■ DIRECTION: Rewrite the rows from the line containing "Q: What region of the above picture does the flat-roofed" through the end of the rows, substituting "commercial building" for "office building" and leaving everything else unchanged.

•••

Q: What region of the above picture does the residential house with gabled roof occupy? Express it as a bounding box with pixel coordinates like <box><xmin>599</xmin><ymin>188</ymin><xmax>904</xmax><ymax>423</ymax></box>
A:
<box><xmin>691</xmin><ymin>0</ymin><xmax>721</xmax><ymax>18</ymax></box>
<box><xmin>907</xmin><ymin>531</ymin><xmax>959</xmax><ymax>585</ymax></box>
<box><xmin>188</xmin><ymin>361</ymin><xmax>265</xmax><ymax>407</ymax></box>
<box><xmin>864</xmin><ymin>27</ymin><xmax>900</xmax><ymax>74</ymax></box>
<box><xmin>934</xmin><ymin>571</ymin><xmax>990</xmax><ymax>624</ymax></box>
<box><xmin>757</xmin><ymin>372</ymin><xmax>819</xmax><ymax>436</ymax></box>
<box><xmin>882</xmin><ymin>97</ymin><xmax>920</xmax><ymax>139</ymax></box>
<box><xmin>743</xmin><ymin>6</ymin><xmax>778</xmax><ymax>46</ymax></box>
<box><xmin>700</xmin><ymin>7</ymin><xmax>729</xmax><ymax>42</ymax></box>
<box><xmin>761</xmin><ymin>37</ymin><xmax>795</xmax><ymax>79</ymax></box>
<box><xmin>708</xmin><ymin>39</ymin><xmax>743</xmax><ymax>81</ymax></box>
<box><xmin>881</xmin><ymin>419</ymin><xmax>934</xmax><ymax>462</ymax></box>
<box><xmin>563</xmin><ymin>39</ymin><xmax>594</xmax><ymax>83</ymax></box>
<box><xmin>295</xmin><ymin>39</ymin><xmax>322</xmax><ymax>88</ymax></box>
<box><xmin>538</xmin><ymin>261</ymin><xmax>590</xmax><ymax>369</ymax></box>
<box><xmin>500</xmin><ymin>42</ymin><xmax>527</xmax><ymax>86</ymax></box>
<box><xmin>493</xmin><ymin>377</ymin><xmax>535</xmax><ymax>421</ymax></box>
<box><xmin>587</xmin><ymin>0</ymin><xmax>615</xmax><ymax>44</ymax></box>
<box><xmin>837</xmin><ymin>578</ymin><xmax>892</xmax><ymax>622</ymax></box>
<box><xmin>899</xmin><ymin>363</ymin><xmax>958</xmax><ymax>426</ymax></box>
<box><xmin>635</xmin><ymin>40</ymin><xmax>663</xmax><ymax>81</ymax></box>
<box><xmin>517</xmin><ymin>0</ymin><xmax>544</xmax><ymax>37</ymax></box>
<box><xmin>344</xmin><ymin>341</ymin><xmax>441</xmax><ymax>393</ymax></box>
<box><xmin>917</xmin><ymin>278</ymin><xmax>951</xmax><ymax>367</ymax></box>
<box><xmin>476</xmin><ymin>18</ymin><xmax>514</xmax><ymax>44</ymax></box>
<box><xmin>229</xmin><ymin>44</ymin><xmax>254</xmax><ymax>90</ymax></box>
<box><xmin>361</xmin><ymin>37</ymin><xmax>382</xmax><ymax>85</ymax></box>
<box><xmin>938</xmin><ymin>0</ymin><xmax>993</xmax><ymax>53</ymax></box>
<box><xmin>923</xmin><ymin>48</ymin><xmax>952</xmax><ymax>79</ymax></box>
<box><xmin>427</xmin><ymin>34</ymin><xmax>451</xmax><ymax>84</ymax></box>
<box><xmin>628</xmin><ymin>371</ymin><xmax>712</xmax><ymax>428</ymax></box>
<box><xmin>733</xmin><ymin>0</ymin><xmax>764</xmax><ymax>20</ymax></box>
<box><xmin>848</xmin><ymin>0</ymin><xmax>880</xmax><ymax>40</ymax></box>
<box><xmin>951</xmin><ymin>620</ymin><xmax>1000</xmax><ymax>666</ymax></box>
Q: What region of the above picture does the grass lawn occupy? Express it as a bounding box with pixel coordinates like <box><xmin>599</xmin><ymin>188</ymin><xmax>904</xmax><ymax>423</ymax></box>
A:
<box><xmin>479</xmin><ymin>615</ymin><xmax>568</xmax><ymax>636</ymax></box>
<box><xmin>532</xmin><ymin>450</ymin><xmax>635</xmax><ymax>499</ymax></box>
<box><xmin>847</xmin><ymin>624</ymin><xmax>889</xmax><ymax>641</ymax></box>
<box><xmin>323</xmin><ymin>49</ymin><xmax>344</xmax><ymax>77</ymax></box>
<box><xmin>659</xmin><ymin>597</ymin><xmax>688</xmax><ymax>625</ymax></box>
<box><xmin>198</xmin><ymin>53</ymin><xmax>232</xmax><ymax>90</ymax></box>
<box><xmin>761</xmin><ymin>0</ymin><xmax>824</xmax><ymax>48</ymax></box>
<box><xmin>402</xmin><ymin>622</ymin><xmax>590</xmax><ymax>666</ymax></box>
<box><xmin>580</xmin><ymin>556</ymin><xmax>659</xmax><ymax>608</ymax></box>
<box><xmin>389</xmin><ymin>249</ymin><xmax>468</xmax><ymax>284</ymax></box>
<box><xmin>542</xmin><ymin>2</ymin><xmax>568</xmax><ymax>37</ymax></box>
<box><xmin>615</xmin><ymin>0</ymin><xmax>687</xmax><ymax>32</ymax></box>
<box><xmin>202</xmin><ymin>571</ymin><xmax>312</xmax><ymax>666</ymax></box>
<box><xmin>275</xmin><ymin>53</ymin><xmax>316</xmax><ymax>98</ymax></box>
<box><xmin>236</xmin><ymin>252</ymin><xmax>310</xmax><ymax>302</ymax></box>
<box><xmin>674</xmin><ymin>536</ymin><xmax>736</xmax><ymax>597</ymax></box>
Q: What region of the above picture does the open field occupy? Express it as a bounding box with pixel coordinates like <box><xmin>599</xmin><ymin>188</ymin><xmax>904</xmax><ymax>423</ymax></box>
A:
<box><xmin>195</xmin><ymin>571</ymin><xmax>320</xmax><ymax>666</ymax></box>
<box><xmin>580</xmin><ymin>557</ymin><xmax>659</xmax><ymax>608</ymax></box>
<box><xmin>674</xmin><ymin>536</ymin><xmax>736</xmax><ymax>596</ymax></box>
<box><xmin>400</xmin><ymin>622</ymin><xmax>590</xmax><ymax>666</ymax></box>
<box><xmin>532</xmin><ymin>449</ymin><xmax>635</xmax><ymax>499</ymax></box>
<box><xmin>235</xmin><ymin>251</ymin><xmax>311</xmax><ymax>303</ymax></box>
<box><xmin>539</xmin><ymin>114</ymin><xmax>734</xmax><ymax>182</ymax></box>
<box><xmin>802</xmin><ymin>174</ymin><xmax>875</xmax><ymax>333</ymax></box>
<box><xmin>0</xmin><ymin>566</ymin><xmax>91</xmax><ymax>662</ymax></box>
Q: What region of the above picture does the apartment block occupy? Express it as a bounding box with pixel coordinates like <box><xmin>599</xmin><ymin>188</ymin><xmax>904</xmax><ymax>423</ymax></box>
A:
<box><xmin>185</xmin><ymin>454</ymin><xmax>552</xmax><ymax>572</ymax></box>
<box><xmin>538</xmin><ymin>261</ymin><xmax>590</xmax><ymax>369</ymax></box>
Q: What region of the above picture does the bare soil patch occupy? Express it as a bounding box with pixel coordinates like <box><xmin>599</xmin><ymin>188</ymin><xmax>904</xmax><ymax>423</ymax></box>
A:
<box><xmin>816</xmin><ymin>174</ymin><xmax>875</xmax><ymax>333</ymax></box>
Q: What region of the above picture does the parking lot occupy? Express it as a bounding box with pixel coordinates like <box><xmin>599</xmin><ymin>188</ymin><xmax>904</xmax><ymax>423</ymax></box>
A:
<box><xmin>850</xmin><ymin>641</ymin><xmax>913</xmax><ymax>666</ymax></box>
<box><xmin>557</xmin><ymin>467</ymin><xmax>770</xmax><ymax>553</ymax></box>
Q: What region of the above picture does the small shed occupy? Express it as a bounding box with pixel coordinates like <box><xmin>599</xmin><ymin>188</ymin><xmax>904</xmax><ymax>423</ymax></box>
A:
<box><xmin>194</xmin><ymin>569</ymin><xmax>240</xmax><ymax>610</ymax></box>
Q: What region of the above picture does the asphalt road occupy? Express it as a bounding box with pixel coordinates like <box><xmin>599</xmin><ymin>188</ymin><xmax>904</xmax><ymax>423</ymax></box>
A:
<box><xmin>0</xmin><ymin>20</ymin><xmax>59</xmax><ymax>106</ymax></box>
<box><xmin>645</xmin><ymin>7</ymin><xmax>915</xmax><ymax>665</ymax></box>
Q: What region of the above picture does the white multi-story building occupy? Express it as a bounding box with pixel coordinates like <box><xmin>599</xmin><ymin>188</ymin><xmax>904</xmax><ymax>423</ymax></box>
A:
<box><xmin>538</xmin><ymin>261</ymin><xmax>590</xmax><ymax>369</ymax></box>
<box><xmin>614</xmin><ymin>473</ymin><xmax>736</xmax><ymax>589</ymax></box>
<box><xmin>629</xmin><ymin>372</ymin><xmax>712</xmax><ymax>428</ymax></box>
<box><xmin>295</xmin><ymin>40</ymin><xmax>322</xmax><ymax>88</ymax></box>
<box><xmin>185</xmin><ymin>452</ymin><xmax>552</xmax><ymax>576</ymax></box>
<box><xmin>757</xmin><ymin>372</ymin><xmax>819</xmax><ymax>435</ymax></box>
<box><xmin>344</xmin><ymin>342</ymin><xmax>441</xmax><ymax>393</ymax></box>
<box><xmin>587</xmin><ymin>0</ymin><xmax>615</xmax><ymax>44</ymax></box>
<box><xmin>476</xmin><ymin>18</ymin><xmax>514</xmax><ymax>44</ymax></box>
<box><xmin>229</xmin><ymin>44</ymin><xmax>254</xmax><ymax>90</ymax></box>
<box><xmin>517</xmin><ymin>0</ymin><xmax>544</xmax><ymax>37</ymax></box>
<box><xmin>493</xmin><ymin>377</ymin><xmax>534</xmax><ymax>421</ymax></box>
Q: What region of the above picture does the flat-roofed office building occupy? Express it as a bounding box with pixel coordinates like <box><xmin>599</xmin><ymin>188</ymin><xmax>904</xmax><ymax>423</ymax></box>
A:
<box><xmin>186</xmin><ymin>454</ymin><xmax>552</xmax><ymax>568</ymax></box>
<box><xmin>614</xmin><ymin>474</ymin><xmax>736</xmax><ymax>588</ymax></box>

•••

■ COMPLETE OUTPUT:
Q: What region of the above picture does the flat-roofed commercial building occupy? Express it as a bounding box with pixel coordinates like <box><xmin>599</xmin><ymin>188</ymin><xmax>904</xmax><ymax>423</ymax></box>
A:
<box><xmin>186</xmin><ymin>454</ymin><xmax>552</xmax><ymax>568</ymax></box>
<box><xmin>614</xmin><ymin>474</ymin><xmax>736</xmax><ymax>588</ymax></box>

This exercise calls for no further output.